*What the task asks*:
Find the lines below that contain the word "concrete" and count them. Only the number should be given.

*Data extracts*:
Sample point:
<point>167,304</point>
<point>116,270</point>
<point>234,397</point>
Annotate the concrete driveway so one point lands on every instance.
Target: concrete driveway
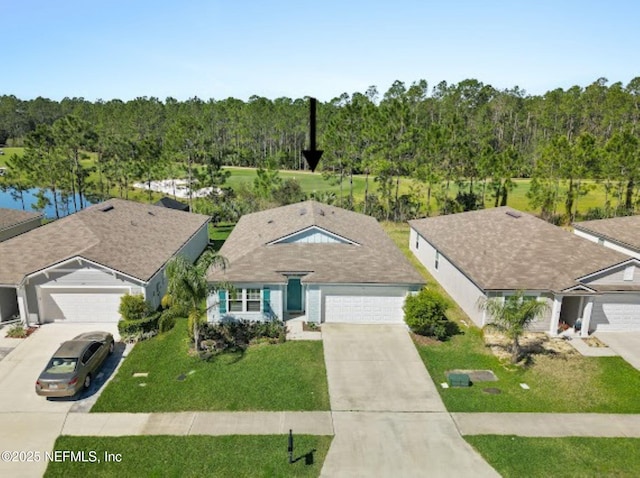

*Exercise answer*:
2